→ **DOKUMEN**:
──────
Tags

, , , , , , ,

Arsenic and Old Lace (film) - Wikipedia

Frank Capra

1944

Drama

Kenapa kita suka tertawa di atas penderitaan orang lain ya?

Jawabannya mungkin bisa ditemukan di film yang agak bodoh ini sebenarnya. Seperti nonton srimulat tapi dengan premis yang ngaco.

Arsenic And Old Lace memang diangkat dari sebuah drama broadway yang hits abis garapan Joseph Kesselring. New York Times dalam resensinya menulis bahwa drama ini sangat lucu dan tak akan terlupakan oleh orang yang menontonnya.

Tadinya film ini saja sudah mau dirilis di tahun 1941. Namun, dramanya terlalu laris. Masih digelar terus hingga 3,5 tahun, sama seperti panjangnya masa penjajahan Jepang. Mempersaingkan kisah yang sama dalam dua platform berbeda bukan langkah tepat. Akhirnya, filmnya baru berani dirilis di tahun 1944.

Naskahnya random banget. Dua orang bude-bude punya hobi membunuh pria-pria tua yang datang ke rumah mereka. Mayat-mayatnya lalu dikubur di gudang bawah tanah. Si Mortimer Brewster (Cary Grant), keponakan mereka baru saja tahu. Ia kaget setengah mati mendapati ada peti mati berisi mayat di rumah. Tidak disembunyikan lho, tapi ditaruh saja di ruang tengah. Lha wong bude-bude ini ndak merasa bersalah melakukan itu.
──────
→ **LENGKAPI BERIKUT INI**:
#1 Menurut ulasan film Arsenic and Old Lace, siapa penggarap drama Broadway yang diangkat menjadi film itu?
#2 Tuliskan semua nama orang atau tokoh yang disebut dalam ulasan film Arsenic and Old Lace.
#3 Salin bagian ulasan film Arsenic and Old Lace mulai dari "Jawabannya mungkin bisa" sampai "di tahun 1944.".
Item-item dalam data tidak ada kaitannya dengan hal ini.

Catatan dataset
──────
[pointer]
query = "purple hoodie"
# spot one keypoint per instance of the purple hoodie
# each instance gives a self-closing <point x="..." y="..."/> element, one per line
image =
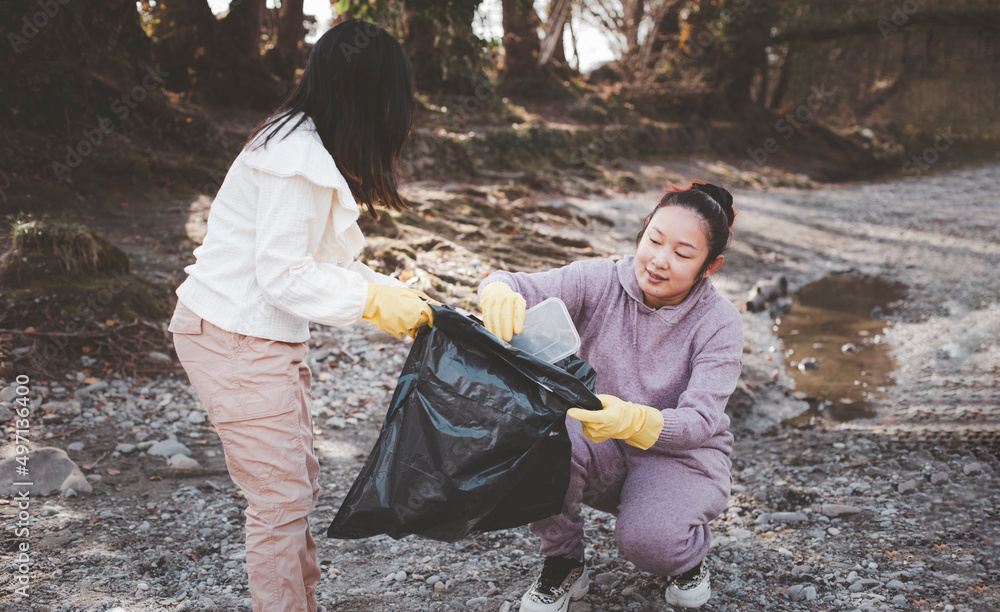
<point x="684" y="360"/>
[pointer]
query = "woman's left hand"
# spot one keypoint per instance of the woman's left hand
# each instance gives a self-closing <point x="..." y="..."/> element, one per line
<point x="638" y="425"/>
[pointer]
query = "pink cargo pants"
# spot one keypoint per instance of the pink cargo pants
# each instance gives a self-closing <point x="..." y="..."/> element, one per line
<point x="257" y="394"/>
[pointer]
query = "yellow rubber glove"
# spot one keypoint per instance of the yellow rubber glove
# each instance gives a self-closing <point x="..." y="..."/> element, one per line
<point x="638" y="425"/>
<point x="397" y="310"/>
<point x="503" y="310"/>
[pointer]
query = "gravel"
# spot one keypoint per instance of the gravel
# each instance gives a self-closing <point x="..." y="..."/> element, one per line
<point x="895" y="512"/>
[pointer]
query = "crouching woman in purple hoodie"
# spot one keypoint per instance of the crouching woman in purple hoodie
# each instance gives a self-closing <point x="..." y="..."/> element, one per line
<point x="667" y="348"/>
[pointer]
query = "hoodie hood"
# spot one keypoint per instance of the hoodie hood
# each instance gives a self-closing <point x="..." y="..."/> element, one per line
<point x="702" y="289"/>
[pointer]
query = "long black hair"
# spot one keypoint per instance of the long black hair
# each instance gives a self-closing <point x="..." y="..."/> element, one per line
<point x="358" y="90"/>
<point x="710" y="202"/>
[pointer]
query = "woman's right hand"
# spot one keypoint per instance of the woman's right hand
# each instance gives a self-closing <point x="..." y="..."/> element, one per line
<point x="503" y="310"/>
<point x="397" y="310"/>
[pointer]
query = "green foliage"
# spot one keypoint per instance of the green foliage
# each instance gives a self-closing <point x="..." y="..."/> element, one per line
<point x="54" y="249"/>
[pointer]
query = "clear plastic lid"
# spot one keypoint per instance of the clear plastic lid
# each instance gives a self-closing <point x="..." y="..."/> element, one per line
<point x="548" y="332"/>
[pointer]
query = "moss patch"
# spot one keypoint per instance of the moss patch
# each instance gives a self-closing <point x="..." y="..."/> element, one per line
<point x="69" y="293"/>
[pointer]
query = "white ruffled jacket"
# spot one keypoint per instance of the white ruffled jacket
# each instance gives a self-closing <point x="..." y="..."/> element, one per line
<point x="281" y="242"/>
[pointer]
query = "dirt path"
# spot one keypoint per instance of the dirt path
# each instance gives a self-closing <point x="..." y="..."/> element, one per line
<point x="894" y="511"/>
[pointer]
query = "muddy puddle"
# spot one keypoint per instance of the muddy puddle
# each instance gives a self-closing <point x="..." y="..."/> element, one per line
<point x="834" y="342"/>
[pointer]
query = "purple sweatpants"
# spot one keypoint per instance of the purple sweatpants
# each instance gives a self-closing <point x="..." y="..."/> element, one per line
<point x="663" y="502"/>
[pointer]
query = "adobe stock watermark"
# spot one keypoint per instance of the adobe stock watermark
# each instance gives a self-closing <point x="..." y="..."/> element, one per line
<point x="32" y="24"/>
<point x="787" y="127"/>
<point x="921" y="162"/>
<point x="899" y="17"/>
<point x="122" y="107"/>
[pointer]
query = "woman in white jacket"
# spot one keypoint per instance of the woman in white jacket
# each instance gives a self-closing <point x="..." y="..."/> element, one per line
<point x="279" y="253"/>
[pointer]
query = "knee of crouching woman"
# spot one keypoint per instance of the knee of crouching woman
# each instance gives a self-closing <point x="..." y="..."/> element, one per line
<point x="656" y="548"/>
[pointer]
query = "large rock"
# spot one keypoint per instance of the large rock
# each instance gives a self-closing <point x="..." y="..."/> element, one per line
<point x="48" y="469"/>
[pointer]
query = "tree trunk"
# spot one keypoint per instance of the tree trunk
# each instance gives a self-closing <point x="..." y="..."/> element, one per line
<point x="184" y="41"/>
<point x="552" y="47"/>
<point x="290" y="34"/>
<point x="667" y="26"/>
<point x="242" y="25"/>
<point x="419" y="35"/>
<point x="521" y="46"/>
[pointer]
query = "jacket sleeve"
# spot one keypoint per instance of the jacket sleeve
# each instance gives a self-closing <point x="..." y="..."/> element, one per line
<point x="700" y="413"/>
<point x="292" y="214"/>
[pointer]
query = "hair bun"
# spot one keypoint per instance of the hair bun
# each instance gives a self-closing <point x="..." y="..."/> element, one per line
<point x="720" y="195"/>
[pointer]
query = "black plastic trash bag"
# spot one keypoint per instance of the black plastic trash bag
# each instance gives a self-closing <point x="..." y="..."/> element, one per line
<point x="474" y="439"/>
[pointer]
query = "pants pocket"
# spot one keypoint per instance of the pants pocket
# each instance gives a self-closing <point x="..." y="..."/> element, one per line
<point x="184" y="321"/>
<point x="260" y="434"/>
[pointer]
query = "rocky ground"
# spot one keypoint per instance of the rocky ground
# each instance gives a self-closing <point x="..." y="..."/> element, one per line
<point x="893" y="512"/>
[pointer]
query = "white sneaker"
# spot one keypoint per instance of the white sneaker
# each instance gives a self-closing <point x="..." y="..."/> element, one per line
<point x="560" y="581"/>
<point x="691" y="589"/>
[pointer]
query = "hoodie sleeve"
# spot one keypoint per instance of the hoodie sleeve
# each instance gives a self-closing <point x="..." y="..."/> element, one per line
<point x="700" y="413"/>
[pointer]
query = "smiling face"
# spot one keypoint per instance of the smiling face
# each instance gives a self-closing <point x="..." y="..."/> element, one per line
<point x="670" y="256"/>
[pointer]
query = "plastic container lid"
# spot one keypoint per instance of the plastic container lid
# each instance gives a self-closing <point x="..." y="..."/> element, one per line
<point x="548" y="332"/>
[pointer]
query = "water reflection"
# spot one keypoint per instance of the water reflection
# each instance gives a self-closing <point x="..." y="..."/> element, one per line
<point x="834" y="340"/>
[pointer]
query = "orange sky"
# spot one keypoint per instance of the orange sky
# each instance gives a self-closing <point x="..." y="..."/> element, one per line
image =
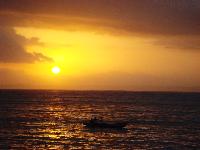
──────
→ **JAWABAN TIAP TUGAS**:
#1 Joseph Kesselring.

#2 Frank Capra, Joseph Kesselring, Mortimer Brewster, Cary Grant

#3
Jawabannya mungkin bisa ditemukan di film yang agak bodoh ini sebenarnya. Seperti nonton srimulat tapi dengan premis yang ngaco.

Arsenic And Old Lace memang diangkat dari sebuah drama broadway yang hits abis garapan Joseph Kesselring. New York Times dalam resensinya menulis bahwa drama ini sangat lucu dan tak akan terlupakan oleh orang yang menontonnya.

Tadinya film ini saja sudah mau dirilis di tahun 1941. Namun, dramanya terlalu laris. Masih digelar terus hingga 3,5 tahun, sama seperti panjangnya masa penjajahan Jepang. Mempersaingkan kisah yang sama dalam dua platform berbeda bukan langkah tepat. Akhirnya, filmnya baru berani dirilis di tahun 1944.